Document section START

Member of the Mpumalanga Provincial Legislature
- In office 2012–2019
- Premier: David Mabuza

Deputy speaker of the Mpumalanga Provincial Legislature
- In office 2014–2017

Head of the Mpumalanga Department of Human Settlements
- In office 2009–2013
- Premier: David Mabuza

Provincial deputy chairperson of the African National Congress in Mpumalanga
- In office December 2012 – December 2015

Personal details
- Born: Boy David Ditlaishego Dube 14 October 1960 (age 65) Lydenburg, Mpumalanga, South Africa

= David Dube =

South African politician (born 1960)

Boy David Ditlaishego Dube (born 14 October 1960 in Lydenburg) is a South African politician. Dube deputised for David Mabuza while Mabuza served as provincial chairperson of the African National Congress in Mpumalanga from 2012 to 2015.

==Early life==

Dube was born in Lydenburg (now called Mashishing) on 14 October 1960. He matriculated at Burgersfort's Leolo High School in 1982 before obtaining a Diploma in Teaching from Mgwenya College in 1985 and was subsequently employed as a teacher at Kgahlanong High School where he taught history, Afrikaans and Business Economics.

==Education and career==

Dube is a politician for South Africa's African National Congress (ANC) since 1988 and served in various roles in regional positions before he was elected the party's deputy chairperson along with David Mabuza who became chairperson at that December 2012 elective congress.

He was a member of the South African Democratic Teachers Union (SADTU) since its founding in 1990 and was elected the secretary of the teacher's union in the Lydenburg area in 1992. In 1995, he was elected to chair the ANC in the then Witbank region in 1995 and the Ehlanzeni region in 2001. In 2005, he served as an elected member of the then Bohlabelo ANC executive regional body.

Dube was one of the executives of the provincial Human Settlements Department that included Peter Nyoni and Bongani Bongo who David Mabuza refused to renew their contracts in 2013. Mabuza who was Premier of Mpumalanga then said the reason for not renewing the contracts was because the three focused too much on politics and failed to deliver services to the poor.

Document section END

● Exercise details:
Extend the biography of David Dube by writing on from its last sentence. The lines that come next are separate material and have nothing to do with the David Dube text.

Dataset extract START

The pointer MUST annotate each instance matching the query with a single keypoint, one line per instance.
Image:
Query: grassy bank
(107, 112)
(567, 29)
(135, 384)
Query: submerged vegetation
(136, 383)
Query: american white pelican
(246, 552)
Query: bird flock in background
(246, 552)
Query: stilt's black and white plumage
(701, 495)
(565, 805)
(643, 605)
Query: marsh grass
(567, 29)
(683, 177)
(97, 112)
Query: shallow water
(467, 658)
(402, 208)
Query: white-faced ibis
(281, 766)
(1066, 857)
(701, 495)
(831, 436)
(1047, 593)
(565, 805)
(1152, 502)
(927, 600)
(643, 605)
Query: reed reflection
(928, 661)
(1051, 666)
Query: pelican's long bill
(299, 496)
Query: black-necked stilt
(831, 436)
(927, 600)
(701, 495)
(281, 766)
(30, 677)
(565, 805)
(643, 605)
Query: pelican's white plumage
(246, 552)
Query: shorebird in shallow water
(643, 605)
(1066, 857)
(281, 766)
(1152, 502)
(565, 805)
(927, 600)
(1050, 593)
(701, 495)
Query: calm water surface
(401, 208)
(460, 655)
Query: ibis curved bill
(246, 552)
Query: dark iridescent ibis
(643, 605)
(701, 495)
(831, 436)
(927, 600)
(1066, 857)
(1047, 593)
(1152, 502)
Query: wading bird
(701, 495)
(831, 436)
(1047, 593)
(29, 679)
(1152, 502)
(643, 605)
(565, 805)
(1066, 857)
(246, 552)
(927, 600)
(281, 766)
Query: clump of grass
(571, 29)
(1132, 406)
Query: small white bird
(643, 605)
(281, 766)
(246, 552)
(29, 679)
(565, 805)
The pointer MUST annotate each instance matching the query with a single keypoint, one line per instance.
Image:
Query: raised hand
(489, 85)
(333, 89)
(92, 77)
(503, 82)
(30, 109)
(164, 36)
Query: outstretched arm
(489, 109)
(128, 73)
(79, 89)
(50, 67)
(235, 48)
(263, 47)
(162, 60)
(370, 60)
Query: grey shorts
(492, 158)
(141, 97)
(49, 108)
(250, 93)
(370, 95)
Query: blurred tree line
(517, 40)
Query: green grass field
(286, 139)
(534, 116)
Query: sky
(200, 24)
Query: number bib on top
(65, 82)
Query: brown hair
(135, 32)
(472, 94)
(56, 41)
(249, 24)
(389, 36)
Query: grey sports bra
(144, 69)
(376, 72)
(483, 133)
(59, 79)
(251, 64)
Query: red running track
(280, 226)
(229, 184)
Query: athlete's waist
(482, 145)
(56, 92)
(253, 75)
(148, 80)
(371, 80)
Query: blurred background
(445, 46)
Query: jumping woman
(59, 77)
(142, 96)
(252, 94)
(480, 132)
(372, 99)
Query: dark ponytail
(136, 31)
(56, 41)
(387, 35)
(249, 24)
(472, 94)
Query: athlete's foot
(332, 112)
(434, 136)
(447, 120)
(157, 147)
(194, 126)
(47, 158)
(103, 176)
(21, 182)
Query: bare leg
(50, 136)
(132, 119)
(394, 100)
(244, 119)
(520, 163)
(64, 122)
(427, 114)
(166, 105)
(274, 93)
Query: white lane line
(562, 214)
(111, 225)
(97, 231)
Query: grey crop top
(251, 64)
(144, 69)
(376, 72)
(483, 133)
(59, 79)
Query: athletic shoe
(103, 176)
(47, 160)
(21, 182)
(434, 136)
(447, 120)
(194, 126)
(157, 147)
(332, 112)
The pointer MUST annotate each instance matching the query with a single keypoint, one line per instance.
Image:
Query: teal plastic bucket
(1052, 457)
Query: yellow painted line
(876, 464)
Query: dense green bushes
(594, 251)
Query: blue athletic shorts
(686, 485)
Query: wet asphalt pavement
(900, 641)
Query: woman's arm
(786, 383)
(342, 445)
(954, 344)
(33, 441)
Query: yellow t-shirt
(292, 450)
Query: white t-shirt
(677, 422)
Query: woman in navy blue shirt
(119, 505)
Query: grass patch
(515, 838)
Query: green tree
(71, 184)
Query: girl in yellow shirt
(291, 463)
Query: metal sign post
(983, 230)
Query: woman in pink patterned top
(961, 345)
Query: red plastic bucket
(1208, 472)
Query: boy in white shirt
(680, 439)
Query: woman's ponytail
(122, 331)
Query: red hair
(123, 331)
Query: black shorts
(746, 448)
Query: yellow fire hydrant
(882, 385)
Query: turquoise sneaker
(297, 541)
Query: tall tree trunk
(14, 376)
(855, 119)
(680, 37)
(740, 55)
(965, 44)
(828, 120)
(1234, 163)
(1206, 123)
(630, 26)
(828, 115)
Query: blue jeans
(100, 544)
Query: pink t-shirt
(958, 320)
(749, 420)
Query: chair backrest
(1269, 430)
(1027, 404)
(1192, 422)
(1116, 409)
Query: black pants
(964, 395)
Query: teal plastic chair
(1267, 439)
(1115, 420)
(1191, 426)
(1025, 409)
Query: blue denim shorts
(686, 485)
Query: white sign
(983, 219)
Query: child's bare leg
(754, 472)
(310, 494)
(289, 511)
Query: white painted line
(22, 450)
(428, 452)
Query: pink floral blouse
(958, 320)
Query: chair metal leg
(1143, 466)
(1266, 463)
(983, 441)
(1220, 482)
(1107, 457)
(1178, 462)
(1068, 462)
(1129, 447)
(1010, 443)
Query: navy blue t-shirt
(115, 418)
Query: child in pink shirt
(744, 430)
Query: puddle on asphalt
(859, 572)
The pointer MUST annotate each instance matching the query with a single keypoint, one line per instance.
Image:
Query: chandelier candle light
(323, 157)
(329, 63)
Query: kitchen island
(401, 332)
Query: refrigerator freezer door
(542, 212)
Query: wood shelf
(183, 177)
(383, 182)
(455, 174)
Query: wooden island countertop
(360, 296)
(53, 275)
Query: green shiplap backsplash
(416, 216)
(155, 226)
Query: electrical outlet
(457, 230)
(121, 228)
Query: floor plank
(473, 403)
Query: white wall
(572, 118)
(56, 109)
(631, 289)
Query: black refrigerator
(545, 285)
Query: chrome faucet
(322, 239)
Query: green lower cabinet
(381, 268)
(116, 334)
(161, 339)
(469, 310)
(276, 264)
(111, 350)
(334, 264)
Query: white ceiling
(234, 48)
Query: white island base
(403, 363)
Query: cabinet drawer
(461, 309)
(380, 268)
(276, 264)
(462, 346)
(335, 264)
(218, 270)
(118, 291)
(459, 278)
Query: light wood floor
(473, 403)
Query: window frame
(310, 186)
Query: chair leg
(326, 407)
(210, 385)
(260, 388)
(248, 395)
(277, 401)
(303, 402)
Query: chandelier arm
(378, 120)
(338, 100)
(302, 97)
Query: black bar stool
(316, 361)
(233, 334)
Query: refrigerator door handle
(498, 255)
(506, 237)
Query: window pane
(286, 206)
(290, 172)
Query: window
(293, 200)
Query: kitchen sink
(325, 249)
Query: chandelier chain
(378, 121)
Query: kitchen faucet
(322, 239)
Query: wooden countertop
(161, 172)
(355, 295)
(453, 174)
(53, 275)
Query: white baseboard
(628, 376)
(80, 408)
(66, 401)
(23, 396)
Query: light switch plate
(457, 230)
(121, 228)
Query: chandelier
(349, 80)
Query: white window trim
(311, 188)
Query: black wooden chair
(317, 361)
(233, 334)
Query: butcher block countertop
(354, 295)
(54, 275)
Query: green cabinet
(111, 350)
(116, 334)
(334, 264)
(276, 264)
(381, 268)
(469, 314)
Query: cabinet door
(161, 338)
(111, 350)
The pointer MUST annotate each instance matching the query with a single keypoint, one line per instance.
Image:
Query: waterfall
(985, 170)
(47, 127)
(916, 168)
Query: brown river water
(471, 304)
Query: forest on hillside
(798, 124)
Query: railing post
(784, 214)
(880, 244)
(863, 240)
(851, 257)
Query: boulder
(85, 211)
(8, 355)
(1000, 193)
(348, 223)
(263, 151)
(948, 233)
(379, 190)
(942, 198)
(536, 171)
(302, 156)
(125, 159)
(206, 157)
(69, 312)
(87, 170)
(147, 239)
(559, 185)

Dataset extract END

● Response to this exercise:
He was one of the politicians nominated by ANC branches to contest Mabuza for post of provincial chair at a 2015 provincial congress, but lost when Mabuza emerged unopposed. He threw the hat in the ring again in 2022 but didn't receive enough votes to stand for nomination, leading to the conference to be a two-way race between Mandla Ndlovu and Lucky Ndinisa. Ndlovu won the conference.

Dube holds a PhD in Public Administration from the University of Fort Hare. Others of his qualifications include a master's degree in Public Administration from the University of Pretoria (2005), BA honours (education) from Nelson Mandela Bay University (2002), Tech Degree in Education Management as well as other qualifications in local government, project management, training and co-councillor training.

==Criminal charges and acquittal==
===Arrest===
Dube was arrested in October 2020 and charged with four counts of money-laundering and one of contravening the Public Finance Management Act - charges seen as politically motivated and which emanated from alleged corrupt government land deals in the purchase of two farms, one in Emalahleni and another one in Ermelo in 2010. alleged that the cost of the two farms had been deliberately inflated during procurement. Dube was the head of the Mpumalanga Department of Human Settlements when the deal was entered into. He was arrested with a string of others - businessmen, lawyers and relatives of politicians, including Bongani Bongo, his ex-wife and his brother Joel Bongo.

===Acquittal===
In December 2024, Dube was acquitted of all corruption charges by the Middelburg Specialised Commercial Crimes Court. The court found no evidence warranting conviction and all accused were acquitted.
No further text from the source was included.